- Excerpt provided:

━━━━━━━━

As far as .410 shotshells go, I have the ULTIMATE in stupidity. When I was a little kid, my Dad bought one of those cheap little single-shot .410s so he could use me for additional "bird limit counting".
Shooting stuff in the dump with my buddies, like rats and refrigerators, I hit upon a "GREAT" method of adding to my lack of firepower.
You carefully cut through the "paper" with a knife at the right location. Yes, paper really dates me as OLD. Guess what happens ?
The whole damn bunch of stuff, the pellets, the wadding, and all the the external paper leave the barrel making a "home-made slug".

I'll bet you didn't know how "high-qualify" those cheap little break-action single-shot barrels actually were, did you ?
I probably owe my MERE existence to "mine gun" being WELL above proof-load testing. Thank you Iver Johnson for your "Champion" .410 model. I salute you. I still have it. tumbleweed:smt1099


----------



## Bisley (Aug 24, 2008)

DanP_from_AZ said:


> Yes, I'm sorry, all you greenies, killing it wasn't REALLY necessary. But, I was bare-footed.


Being bare-footed definitely increases your perceived vulnerability. I have killed a lot of snakes with a 22" machete, during 25 years or so of land surveying, and I don't usually get very excited about it.

However, I walked out on the concrete driveway one night to turn off some water I had running, wearing nothing but my skivvies. I was getting ready to go to bed when I remembered the running water. I didn't turn on the light, on the off chance that one of my distant neighbors might be looking out the window. It was a bright, moonlit night, though, and as I was walking back to the porch, I saw something slithering across the drive, and started hunting a stick. I assumed it was a copperhead, from its size (about 18"), and I always kill them if they are near the house, because of the small kids that are often running around bare-footed.

━━━━━━━━

Data listing:

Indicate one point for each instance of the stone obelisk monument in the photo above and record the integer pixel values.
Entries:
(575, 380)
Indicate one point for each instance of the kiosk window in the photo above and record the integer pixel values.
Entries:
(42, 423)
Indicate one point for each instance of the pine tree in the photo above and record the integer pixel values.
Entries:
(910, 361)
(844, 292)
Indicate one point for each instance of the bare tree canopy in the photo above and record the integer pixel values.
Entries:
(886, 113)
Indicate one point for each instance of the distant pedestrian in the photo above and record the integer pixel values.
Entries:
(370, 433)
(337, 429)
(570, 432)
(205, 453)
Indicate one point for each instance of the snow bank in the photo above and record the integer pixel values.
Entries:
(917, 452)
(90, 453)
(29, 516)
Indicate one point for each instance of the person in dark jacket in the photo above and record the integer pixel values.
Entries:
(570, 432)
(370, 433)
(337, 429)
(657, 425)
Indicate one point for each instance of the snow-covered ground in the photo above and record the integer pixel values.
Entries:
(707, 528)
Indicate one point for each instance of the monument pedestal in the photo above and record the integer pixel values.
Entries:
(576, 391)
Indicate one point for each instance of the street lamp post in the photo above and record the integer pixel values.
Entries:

━━━━━━━━

- Short exercise A: Based on the forum excerpt, decide whether each statement agrees with it: (i) the author of the first post still owns the Iver Johnson .410; (ii) Bisley turned on the light before walking out to the driveway; (iii) Bisley judged the snake to be about 18 inches long. Answer yes or no for each, and quote the deciding words of the forum excerpt.
- Short exercise B: Reproduce word for word the passage of the forum excerpt between "## Bisley (Aug" and "excited about it.", inclusive.
- Short exercise C: Write the next part of the forum excerpt about .410 shotguns and snakes, starting after its final sentence.
The records have no connection to the forum excerpt.

- Right answer A:
(i) Yes: "I still have it."
(ii) No: "I didn't turn on the light"
(iii) Yes: "from its size (about 18")"

- Right answer B:
## Bisley (Aug 24, 2008)

DanP_from_AZ said:


> Yes, I'm sorry, all you greenies, killing it wasn't REALLY necessary. But, I was bare-footed.


Being bare-footed definitely increases your perceived vulnerability. I have killed a lot of snakes with a 22" machete, during 25 years or so of land surveying, and I don't usually get very excited about it.

- Right answer C:
All I could find quickly was a little dead limb that had blown out of a sweet gum tree, and it was only about 18" long, and 1/2" thick. I wore that copperhead out with it, before all those light blows finally took their toll on him, and he was striking and lunging at me the whole time. I was plenty rattled by the time he succumbed, and my little stick was about half unraveled, from whipping it against the concrete.


----------



## Steve M1911A1 (Feb 6, 2008)

Dan and Bisley;
As the forum representative from PETA, I have to demand that the two of you eat those snakes!


----------



## Jed Henson (Sep 28, 2010)

Heh, I'd have a hard time getting to sleep after a battle like that.


----------



## Flyboy_451 (Aug 8, 2008)

Steve M1911A1 said:


> Dan and Bisley;
> As the forum representative from PETA, I have to demand that the two of you eat those snakes!


PETA- People Eating Tasty Animals???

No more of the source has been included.